## Selected excerpt
========================================================================

This below goes through files in a directory, reads them and saves them in files of 500 lines max to a new directory. This works great for me (thanks Daniel) but, I need a modification. I would like to save to alpha num based files.
First, sort the array alpha numerically (already lowercase) would be the first step I assume.
Grab all of the lines in each $incoming."/.txt" that start with "a" and put them into a folder at $save500."/a" but, a max of 500 lines each. (I guess it would be best to start with the first at the top of the sort so "0" not "a" right?)
All the lines that start with a number, go into $save500."/num".
None of the lines will start with anything but a-z0-9.
This will allow me to search my files for a match more efficiently using this flatfile method. Narrowing it down to one folder.
$nextfile=0;
if (glob("" . $incoming . "/*.txt") != false){
$nextfile = count(glob("" . $save500 . "/*.txt"));
$nextfile++;
}
else{$nextfile = 1;}
/**/
$files = glob($incoming."/*.txt");
$lines = array();
foreach($files as $file){
$lines = array_merge($lines, file($file, FILE_SKIP_EMPTY_LINES | FILE_IGNORE_NEW_LINES));
}
$lines = array_unique($lines);
/*this would put them all in one file*/
/*file_put_contents($dirname."/done/allofthem.txt", implode("\n", $lines));*/
/*this breaks them into files of 500*/
foreach (array_chunk($lines, 500) as $chunk){
file_put_contents($save500 . "/" . $nextfile . ".txt", implode("\n", $chunk));
$nextfile++;
}
Each still need to be in a max of 500 lines.

========================================================================

## Job item a
Please lay out the listing as a Markdown table with columns Row and Line, skipping blank lines and leaving out the pictures. Begin at the start of the listing and stop after the line that contains "positive clicks: (15, 36)".
The forum post and the listing have no connection to each other.

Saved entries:
========================================================================

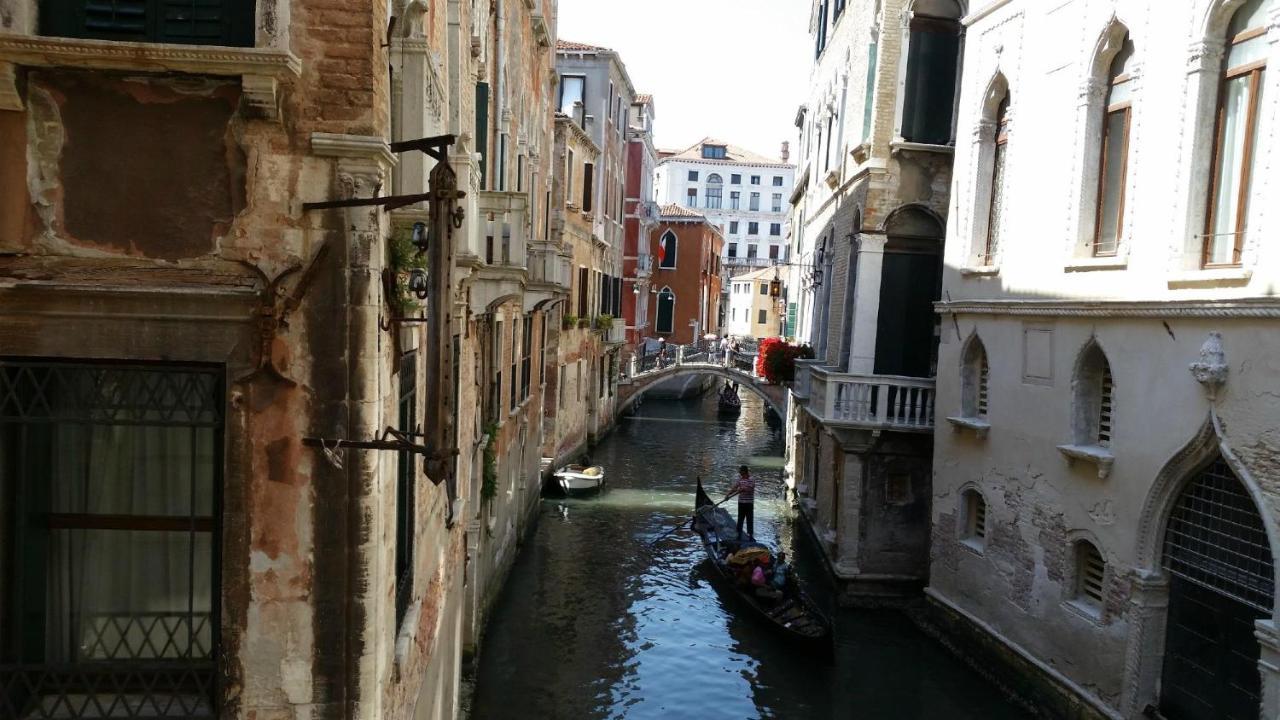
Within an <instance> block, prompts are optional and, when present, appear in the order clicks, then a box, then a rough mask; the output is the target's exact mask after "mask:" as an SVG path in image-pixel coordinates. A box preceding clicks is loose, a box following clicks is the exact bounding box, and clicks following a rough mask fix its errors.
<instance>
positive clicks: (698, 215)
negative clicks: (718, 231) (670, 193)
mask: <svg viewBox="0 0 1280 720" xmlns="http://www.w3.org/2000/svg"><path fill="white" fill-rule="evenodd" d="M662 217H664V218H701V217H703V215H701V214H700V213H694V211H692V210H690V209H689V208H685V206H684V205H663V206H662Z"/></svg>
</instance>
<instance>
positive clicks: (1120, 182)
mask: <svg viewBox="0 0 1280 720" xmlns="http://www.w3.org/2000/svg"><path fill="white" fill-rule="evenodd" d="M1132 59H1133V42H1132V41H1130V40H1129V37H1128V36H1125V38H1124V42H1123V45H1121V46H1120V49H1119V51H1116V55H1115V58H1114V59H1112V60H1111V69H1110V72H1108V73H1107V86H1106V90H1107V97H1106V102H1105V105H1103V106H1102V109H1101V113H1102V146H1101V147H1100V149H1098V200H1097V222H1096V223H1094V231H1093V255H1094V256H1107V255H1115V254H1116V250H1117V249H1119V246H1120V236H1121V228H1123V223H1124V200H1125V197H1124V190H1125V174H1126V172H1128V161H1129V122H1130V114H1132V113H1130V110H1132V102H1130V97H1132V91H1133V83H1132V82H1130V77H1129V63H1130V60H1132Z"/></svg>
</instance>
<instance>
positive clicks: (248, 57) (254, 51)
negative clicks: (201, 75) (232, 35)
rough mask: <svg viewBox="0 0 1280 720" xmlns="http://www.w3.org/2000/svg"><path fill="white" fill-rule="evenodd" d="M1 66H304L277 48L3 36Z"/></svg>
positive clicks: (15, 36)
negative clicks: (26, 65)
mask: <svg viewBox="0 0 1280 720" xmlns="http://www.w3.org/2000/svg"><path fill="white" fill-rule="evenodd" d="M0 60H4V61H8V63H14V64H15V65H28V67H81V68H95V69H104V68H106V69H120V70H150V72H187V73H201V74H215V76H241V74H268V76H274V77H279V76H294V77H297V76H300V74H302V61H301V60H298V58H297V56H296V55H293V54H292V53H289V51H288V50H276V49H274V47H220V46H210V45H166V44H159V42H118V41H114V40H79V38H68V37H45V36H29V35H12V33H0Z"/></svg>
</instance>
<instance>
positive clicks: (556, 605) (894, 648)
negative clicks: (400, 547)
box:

========================================================================

## Job item b
Repeat the forum post word for word, beginning at the words "First, sort the" and stopping after "to one folder.".

## Response box a
| Row | Line |
|---|---|
| 1 | Within an <instance> block, prompts are optional and, when present, appear in the order clicks, then a box, then a rough mask; the output is the target's exact mask after "mask:" as an SVG path in image-pixel coordinates. A box preceding clicks is loose, a box following clicks is the exact bounding box, and clicks following a rough mask fix its errors. |
| 2 | <instance> |
| 3 | positive clicks: (698, 215) |
| 4 | negative clicks: (718, 231) (670, 193) |
| 5 | mask: <svg viewBox="0 0 1280 720" xmlns="http://www.w3.org/2000/svg"><path fill="white" fill-rule="evenodd" d="M662 217H664V218H701V217H703V215H701V214H700V213H694V211H692V210H690V209H689V208H685V206H684V205H663V206H662Z"/></svg> |
| 6 | </instance> |
| 7 | <instance> |
| 8 | positive clicks: (1120, 182) |
| 9 | mask: <svg viewBox="0 0 1280 720" xmlns="http://www.w3.org/2000/svg"><path fill="white" fill-rule="evenodd" d="M1132 59H1133V42H1132V41H1130V40H1129V37H1128V36H1125V38H1124V42H1123V45H1121V46H1120V49H1119V51H1116V55H1115V58H1114V59H1112V60H1111V69H1110V72H1108V73H1107V86H1106V90H1107V97H1106V102H1105V105H1103V106H1102V109H1101V113H1102V146H1101V147H1100V149H1098V200H1097V222H1096V223H1094V231H1093V255H1094V256H1107V255H1115V254H1116V250H1117V249H1119V246H1120V236H1121V228H1123V223H1124V200H1125V197H1124V190H1125V174H1126V172H1128V161H1129V122H1130V114H1132V113H1130V110H1132V102H1130V97H1132V91H1133V83H1132V82H1130V77H1129V63H1130V60H1132Z"/></svg> |
| 10 | </instance> |
| 11 | <instance> |
| 12 | positive clicks: (248, 57) (254, 51) |
| 13 | negative clicks: (201, 75) (232, 35) |
| 14 | rough mask: <svg viewBox="0 0 1280 720" xmlns="http://www.w3.org/2000/svg"><path fill="white" fill-rule="evenodd" d="M1 66H304L277 48L3 36Z"/></svg> |
| 15 | positive clicks: (15, 36) |

## Response box b
First, sort the array alpha numerically (already lowercase) would be the first step I assume.
Grab all of the lines in each $incoming."/.txt" that start with "a" and put them into a folder at $save500."/a" but, a max of 500 lines each. (I guess it would be best to start with the first at the top of the sort so "0" not "a" right?)
All the lines that start with a number, go into $save500."/num".
None of the lines will start with anything but a-z0-9.
This will allow me to search my files for a match more efficiently using this flatfile method. Narrowing it down to one folder.